* Source *
This project was created on 05/17/2023 and last updated 7 days ago.

Description

After finding a good high linearity multiplier (NJM4200, log
architecture), I built this Lorentz chaotic circuit, the essence of
which is to use multipliers and integrators to solve the Lorentz
equations. The Lorentz equation describes the principle of
atmospheric dynamics, which is commonly known as the "butterfly
effect", and the oscilloscope shows the Lissajous figure, just like
the elusive drifting wings.

Details

Analog Lorenz Attractor Computer

1. The Origin of Analog Computer

One of the main purposes of analog circuits is to solve mathematical
problems, such as building a circuit corresponding to a nonlinear
differential equation and analyzing the phase plane characteristics
of it by observing its output voltage with an oscilloscope or analog
plotter. I will take a famous nonlinear differential equation, the
Lorenz Attractor, as an example, and show the whole process of
solving it with an analog circuit.

* Aim of the task *
Reproduce verbatim the passage of the Lorenz circuit text starting with "Analog Lorenz Attractor" and going on through "an analog circuit.".

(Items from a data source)

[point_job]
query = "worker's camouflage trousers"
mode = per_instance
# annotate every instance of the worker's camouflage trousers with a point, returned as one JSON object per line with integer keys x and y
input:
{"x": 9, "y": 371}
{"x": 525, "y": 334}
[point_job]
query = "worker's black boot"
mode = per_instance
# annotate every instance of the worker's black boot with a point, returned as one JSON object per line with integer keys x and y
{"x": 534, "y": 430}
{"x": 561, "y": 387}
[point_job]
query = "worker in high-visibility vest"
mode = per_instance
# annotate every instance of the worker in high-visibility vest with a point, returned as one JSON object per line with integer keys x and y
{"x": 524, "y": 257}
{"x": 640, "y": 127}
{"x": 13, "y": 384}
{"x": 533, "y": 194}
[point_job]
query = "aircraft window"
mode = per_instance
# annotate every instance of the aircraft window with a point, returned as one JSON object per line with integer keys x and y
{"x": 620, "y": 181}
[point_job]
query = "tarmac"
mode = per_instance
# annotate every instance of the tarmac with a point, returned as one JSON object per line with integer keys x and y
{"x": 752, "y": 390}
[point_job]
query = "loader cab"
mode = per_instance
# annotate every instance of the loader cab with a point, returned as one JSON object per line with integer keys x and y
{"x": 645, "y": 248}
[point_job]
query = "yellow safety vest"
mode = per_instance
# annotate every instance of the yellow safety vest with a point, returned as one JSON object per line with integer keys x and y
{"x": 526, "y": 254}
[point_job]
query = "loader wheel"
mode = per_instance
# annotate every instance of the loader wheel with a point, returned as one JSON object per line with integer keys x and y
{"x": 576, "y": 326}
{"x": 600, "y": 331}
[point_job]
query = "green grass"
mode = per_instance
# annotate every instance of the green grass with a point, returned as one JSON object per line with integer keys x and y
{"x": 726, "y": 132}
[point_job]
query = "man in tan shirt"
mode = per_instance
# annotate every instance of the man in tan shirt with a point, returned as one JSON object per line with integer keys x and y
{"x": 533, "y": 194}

* Task output *
Analog Lorenz Attractor Computer

1. The Origin of Analog Computer

One of the main purposes of analog circuits is to solve mathematical
problems, such as building a circuit corresponding to a nonlinear
differential equation and analyzing the phase plane characteristics
of it by observing its output voltage with an oscilloscope or analog
plotter. I will take a famous nonlinear differential equation, the
Lorenz Attractor, as an example, and show the whole process of
solving it with an analog circuit.